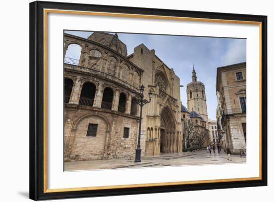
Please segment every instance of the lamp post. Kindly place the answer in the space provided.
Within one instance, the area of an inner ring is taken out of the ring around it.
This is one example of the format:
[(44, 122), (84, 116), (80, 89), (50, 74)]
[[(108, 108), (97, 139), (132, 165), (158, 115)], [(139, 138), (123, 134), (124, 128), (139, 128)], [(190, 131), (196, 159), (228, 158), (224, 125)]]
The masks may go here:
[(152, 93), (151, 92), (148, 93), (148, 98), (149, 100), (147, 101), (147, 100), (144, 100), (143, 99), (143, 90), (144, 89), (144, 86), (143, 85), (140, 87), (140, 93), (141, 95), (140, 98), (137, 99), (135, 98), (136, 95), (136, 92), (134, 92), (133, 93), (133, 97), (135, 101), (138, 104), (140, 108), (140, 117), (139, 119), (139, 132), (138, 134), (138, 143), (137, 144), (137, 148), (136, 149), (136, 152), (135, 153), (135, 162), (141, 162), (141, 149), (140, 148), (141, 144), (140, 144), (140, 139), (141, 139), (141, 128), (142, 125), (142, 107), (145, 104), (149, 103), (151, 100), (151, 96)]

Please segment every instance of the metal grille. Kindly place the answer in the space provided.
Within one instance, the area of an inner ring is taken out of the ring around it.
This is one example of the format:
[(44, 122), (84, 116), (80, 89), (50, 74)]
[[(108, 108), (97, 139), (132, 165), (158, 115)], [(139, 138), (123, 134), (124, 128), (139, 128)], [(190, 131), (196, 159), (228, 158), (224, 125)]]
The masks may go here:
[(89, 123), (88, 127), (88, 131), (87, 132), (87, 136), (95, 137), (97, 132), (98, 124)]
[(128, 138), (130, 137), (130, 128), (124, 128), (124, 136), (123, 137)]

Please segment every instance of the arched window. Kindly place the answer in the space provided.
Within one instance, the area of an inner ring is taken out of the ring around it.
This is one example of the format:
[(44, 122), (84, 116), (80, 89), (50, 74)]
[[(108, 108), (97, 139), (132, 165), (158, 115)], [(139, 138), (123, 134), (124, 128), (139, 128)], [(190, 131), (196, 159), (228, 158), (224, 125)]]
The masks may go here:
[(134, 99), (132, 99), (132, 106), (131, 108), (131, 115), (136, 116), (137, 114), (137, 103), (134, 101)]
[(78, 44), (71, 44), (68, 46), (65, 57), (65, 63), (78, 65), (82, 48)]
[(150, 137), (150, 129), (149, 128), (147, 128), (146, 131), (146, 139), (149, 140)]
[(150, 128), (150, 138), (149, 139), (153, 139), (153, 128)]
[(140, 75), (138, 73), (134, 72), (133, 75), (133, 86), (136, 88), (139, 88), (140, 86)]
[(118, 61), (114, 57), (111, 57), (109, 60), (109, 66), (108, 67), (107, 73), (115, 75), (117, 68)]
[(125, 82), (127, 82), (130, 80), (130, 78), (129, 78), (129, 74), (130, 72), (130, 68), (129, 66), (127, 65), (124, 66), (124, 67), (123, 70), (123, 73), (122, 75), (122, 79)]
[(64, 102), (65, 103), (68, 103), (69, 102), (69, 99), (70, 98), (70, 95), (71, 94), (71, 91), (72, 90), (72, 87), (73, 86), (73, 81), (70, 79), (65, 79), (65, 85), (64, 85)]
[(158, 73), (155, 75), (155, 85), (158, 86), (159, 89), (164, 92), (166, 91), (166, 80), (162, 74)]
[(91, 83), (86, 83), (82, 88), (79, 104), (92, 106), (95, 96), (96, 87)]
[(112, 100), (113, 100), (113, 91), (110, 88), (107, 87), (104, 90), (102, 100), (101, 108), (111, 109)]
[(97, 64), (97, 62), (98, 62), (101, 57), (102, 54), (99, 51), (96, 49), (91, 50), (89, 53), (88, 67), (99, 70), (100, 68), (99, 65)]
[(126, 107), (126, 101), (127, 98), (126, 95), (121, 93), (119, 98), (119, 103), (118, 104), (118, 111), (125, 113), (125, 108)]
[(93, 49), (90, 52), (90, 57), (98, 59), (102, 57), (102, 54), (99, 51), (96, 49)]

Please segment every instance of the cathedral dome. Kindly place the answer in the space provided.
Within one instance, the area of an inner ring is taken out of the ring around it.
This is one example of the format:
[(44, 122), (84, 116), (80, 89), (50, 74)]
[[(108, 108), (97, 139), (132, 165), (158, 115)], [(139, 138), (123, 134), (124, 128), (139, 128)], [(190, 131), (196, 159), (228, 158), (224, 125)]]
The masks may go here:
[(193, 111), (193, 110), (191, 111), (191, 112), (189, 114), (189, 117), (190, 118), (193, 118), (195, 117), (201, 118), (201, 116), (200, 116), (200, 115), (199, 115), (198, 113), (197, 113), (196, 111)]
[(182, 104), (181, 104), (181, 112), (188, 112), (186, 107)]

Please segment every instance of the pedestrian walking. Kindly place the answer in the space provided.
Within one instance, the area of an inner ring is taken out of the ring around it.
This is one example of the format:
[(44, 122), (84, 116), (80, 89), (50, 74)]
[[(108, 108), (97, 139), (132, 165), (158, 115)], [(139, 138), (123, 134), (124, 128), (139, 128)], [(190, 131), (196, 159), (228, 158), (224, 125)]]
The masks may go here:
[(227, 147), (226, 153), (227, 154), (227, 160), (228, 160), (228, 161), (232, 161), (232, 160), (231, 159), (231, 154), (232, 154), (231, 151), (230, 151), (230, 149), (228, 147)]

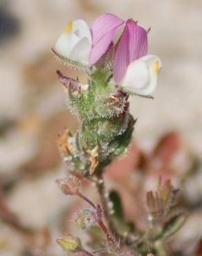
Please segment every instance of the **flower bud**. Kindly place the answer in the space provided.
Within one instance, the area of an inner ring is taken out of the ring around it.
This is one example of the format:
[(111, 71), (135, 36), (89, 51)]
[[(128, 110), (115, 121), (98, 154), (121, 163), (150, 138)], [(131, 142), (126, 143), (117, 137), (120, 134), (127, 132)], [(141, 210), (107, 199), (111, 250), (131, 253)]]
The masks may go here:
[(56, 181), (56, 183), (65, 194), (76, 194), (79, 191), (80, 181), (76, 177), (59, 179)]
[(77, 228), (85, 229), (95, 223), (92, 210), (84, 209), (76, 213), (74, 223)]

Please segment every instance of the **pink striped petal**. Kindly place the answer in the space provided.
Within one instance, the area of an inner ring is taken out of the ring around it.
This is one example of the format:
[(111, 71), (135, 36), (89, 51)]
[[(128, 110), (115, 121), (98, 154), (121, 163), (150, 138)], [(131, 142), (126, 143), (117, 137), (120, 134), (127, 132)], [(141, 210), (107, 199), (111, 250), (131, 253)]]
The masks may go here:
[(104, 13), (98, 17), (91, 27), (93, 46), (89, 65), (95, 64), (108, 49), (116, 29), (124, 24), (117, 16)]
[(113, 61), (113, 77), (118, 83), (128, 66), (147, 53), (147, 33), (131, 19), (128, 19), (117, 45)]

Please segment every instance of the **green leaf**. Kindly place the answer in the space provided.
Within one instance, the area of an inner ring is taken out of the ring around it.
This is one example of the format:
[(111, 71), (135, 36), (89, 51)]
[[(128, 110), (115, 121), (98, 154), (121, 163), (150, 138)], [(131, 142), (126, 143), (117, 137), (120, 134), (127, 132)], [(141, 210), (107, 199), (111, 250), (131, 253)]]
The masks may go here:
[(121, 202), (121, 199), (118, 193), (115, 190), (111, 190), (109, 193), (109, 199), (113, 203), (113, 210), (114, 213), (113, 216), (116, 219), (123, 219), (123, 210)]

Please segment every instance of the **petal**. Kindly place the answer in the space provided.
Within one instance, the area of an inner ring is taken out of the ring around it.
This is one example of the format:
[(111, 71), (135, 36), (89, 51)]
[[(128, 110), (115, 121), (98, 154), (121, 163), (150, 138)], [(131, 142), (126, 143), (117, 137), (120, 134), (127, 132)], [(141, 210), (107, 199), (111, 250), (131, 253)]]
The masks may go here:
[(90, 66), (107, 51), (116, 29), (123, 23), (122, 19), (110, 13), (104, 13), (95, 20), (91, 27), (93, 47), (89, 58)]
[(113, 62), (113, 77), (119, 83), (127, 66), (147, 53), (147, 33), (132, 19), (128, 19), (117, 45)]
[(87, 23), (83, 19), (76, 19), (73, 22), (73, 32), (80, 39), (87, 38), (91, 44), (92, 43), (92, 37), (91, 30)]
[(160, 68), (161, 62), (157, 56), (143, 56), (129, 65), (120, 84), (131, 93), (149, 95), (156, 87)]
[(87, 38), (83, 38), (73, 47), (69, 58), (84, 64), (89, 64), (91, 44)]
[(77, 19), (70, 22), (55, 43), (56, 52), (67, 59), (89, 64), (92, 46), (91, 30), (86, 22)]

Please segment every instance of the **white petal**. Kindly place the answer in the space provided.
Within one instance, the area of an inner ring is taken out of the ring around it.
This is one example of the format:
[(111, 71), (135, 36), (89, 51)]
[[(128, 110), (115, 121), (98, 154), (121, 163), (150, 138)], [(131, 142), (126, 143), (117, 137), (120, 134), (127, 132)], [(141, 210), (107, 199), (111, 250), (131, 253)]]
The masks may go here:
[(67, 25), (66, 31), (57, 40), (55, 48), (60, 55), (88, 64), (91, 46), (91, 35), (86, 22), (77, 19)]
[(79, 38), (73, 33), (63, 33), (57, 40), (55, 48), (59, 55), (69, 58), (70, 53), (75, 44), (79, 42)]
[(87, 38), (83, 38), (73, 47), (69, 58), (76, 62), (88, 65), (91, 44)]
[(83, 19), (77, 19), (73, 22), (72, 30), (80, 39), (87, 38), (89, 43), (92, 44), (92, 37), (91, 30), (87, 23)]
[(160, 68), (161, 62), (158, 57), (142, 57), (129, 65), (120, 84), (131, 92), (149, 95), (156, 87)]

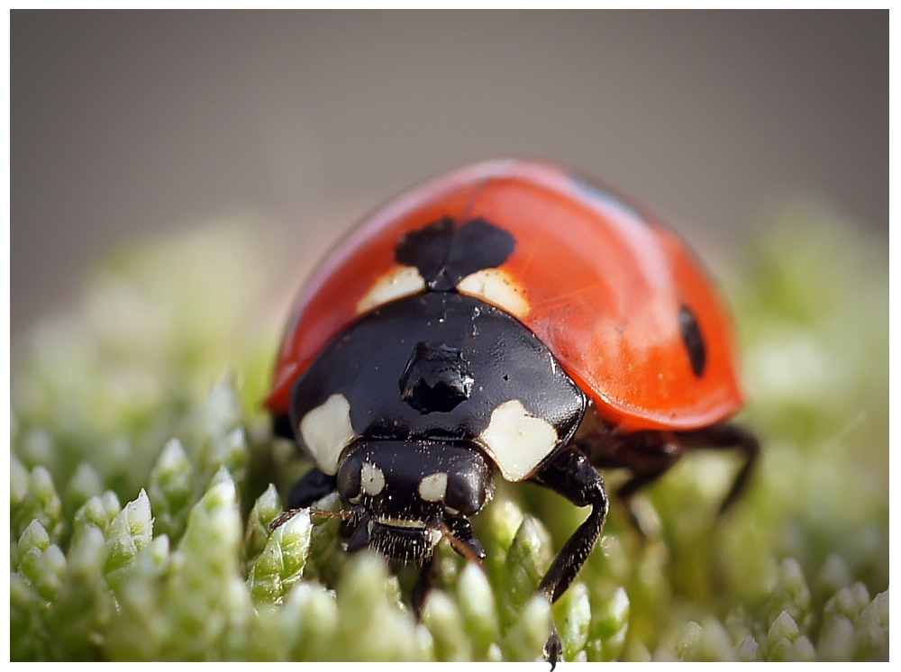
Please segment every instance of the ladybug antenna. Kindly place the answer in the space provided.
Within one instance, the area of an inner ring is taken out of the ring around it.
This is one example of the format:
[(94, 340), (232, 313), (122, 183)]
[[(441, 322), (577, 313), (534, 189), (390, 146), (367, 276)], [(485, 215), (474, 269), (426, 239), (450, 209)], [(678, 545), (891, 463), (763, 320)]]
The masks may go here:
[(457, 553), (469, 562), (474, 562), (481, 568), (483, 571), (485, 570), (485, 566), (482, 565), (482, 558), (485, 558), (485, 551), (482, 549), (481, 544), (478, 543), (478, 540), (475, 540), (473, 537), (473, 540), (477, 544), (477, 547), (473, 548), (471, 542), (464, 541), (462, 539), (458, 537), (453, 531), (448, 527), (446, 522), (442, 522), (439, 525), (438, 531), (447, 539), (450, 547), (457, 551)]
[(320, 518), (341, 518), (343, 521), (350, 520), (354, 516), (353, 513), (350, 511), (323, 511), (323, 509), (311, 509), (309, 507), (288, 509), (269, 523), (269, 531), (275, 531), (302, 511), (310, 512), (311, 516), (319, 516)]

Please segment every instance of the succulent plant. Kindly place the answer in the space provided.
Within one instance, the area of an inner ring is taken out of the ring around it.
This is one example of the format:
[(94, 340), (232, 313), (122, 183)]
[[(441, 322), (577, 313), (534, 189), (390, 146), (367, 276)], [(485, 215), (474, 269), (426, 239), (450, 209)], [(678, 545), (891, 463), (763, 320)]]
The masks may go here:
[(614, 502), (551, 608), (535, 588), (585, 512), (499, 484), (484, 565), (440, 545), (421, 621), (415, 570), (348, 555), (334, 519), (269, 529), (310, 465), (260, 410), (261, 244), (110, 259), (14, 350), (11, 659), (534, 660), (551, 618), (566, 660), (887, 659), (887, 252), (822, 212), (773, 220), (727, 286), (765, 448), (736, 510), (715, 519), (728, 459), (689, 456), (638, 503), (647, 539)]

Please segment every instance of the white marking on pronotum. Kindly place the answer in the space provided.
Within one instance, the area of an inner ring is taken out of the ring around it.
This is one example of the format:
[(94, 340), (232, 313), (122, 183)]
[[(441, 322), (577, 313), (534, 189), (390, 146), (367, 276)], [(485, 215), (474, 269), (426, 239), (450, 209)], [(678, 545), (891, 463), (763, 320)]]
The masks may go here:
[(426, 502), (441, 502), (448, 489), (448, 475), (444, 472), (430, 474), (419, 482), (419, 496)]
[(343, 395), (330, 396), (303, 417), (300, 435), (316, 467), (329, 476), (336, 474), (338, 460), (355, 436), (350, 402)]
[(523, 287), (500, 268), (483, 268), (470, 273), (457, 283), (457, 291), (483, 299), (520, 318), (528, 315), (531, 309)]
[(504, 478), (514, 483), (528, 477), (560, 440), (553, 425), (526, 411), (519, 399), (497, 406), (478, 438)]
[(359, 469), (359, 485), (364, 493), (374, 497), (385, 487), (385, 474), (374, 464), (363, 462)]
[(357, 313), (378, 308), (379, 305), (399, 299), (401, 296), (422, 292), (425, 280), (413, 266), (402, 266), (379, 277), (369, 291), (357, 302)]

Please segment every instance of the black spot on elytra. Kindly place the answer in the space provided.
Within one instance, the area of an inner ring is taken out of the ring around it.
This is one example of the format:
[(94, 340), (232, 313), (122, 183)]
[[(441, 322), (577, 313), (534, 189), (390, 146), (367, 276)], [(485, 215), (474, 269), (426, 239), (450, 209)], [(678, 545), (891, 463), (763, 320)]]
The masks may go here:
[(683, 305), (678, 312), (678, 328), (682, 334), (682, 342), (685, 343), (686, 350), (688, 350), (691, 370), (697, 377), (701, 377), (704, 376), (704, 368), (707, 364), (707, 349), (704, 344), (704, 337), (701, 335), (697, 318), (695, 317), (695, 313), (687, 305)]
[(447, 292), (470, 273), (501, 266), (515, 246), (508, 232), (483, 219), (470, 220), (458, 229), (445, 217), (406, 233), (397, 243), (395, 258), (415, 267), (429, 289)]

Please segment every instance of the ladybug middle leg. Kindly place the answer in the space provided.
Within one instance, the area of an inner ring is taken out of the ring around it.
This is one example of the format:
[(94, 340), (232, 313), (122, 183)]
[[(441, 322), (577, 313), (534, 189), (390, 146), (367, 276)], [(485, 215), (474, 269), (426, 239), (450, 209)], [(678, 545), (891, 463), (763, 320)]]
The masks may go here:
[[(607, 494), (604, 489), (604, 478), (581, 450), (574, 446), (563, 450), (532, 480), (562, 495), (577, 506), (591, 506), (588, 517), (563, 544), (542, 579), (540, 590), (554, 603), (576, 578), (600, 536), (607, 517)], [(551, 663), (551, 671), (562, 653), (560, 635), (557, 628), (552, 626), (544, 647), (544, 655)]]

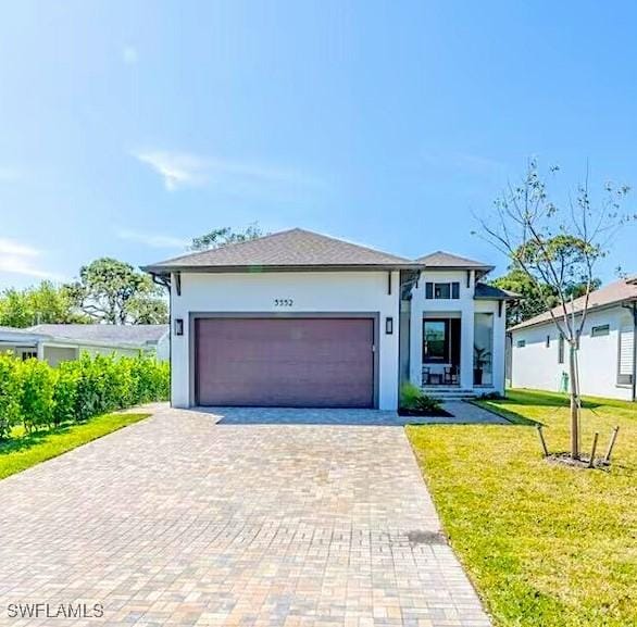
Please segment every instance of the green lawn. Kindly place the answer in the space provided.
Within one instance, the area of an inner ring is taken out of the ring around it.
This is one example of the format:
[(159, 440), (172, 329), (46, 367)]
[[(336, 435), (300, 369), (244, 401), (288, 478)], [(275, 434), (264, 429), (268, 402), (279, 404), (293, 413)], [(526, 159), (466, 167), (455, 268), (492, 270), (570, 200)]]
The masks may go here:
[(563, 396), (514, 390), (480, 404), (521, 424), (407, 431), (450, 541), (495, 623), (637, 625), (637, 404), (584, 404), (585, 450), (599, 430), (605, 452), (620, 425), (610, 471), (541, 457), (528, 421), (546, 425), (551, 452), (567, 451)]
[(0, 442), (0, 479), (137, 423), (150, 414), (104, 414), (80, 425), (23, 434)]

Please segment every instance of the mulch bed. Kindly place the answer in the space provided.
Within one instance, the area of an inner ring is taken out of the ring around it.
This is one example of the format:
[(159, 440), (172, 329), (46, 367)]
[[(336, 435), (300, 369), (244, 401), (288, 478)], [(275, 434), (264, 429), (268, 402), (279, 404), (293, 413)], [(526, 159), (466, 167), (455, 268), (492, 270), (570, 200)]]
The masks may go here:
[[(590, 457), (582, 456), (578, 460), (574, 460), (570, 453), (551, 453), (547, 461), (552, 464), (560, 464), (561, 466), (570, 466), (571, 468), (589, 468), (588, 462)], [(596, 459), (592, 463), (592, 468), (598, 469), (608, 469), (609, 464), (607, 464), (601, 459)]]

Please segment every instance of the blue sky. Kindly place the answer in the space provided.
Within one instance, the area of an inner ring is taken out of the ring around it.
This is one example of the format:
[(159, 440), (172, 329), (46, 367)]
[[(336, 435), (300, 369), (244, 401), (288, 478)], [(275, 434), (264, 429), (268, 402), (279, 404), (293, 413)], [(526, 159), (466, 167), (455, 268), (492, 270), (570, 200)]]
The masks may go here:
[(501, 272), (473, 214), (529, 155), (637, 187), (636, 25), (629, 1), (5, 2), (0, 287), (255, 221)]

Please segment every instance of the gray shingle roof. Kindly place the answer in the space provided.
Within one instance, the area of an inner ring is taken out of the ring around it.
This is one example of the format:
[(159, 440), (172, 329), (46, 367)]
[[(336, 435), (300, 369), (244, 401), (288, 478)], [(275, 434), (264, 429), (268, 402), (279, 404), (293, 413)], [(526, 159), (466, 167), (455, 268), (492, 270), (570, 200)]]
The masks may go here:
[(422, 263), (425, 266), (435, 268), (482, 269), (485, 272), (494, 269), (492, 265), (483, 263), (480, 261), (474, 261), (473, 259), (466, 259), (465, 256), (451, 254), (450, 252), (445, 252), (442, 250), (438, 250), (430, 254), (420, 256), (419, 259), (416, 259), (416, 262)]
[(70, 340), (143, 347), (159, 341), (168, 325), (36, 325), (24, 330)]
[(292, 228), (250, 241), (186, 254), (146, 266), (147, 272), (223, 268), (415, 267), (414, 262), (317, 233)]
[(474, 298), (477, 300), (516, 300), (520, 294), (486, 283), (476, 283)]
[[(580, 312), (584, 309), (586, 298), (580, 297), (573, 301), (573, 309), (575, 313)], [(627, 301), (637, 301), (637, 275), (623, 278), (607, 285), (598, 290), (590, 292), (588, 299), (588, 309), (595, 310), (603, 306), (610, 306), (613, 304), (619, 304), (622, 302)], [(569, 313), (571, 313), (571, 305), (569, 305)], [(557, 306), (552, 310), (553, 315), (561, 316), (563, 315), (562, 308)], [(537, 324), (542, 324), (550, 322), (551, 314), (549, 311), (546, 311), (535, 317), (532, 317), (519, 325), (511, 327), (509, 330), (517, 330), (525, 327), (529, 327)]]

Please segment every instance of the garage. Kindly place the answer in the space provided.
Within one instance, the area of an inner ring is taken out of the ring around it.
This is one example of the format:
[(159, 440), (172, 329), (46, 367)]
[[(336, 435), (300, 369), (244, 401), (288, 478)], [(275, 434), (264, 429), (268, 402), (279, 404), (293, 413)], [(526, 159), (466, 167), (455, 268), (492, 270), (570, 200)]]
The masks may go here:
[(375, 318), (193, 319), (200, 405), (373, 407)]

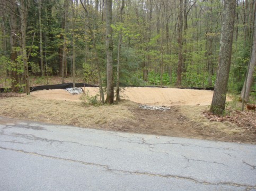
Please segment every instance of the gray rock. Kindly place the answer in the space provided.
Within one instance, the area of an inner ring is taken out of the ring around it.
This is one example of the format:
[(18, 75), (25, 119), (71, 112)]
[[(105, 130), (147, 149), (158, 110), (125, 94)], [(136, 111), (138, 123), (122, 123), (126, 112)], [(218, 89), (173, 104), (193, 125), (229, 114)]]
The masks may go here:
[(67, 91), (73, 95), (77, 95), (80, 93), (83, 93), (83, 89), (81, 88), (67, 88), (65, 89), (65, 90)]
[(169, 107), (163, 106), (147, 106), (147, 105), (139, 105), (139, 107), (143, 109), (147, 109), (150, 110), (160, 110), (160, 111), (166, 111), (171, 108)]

◆ Directions
Please copy out, word for word, the stretch from the line that contains "Please segment every instance of the garage." through the end of the material above. Leave the pictures out of your copy.

◆ Written reply
Please segment every instance of the garage. Kindly place the answer in the space provided.
Within one instance, the area of an inner ring is taken out of the ring around it.
This is one example of the format:
[(159, 440), (172, 329), (46, 367)]
[[(336, 435), (300, 369), (244, 401), (288, 478)], [(275, 434), (264, 429), (268, 402), (279, 404), (293, 413)], [(526, 159), (466, 167), (455, 268), (492, 270), (570, 200)]]
The masks may go here:
[(375, 318), (193, 319), (200, 405), (373, 407)]

Please segment every instance of the gray rock. Kindly place the answer in the space provided.
Within one instance, the area of an inner ring is taken out of the ring around it.
This is one example of the format:
[(18, 75), (25, 119), (71, 112)]
[[(105, 130), (147, 149), (158, 110), (125, 94)], [(136, 111), (138, 123), (122, 123), (126, 112)], [(218, 89), (173, 104), (193, 125), (229, 114)]]
The masks may go here:
[(67, 91), (73, 95), (77, 95), (80, 93), (83, 93), (83, 89), (81, 88), (67, 88), (65, 89), (65, 90)]
[(169, 107), (163, 106), (147, 106), (147, 105), (139, 105), (139, 107), (143, 109), (147, 109), (150, 110), (160, 110), (160, 111), (166, 111), (171, 108)]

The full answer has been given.